◆ **RECORDS SHOWN**:
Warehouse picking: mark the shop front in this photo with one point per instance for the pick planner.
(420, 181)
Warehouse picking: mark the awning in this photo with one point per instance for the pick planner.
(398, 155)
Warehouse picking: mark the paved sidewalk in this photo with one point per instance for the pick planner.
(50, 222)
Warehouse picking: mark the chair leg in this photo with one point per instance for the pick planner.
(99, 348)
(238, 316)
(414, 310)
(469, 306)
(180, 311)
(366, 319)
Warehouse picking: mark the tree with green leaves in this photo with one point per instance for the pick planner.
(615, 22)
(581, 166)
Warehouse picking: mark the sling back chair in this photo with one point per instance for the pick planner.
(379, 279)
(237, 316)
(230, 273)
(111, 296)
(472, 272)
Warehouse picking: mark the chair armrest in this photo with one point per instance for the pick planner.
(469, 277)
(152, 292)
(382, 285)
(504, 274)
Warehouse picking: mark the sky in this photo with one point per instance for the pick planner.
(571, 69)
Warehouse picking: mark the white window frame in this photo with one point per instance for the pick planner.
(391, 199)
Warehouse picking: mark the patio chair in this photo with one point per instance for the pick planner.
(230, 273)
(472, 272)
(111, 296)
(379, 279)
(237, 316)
--
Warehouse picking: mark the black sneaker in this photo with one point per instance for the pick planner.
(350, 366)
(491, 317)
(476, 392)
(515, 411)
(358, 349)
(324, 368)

◆ **WHAT IS REQUIRED**: Locate each line in the items above that contains the word "point" and copy every such line in full.

◆ **RESULT OF THIS EXERCISE**:
Warehouse picking: mark the shop front in this photo with one point per instance for the pick planner.
Warehouse picking: mark the awning in this photo with one point per instance for the pick planner.
Warehouse picking: mark the paved sidewalk in this photo with one point per instance for the pick planner.
Warehouse picking: mark the chair leg in this photo with one point per instance for the pick planner.
Warehouse picking: mark the tree with green leaves in this photo with one point per instance for the pick planner.
Warehouse picking: mark the sling back chair in this photo with one point per instance for the pick planner.
Warehouse picking: mark the chair armrest in this photo with one point per instance for the pick planner.
Warehouse picking: mark the sky in this photo with one point per instance for the pick planner.
Warehouse picking: mark the white window frame in this photo with one point per instance for the pick planner.
Warehouse picking: mark the patio chair in this photo with one point per instance for the pick planner.
Warehouse picking: mark the black sneaker in this photo with one point per instance for the pick planner.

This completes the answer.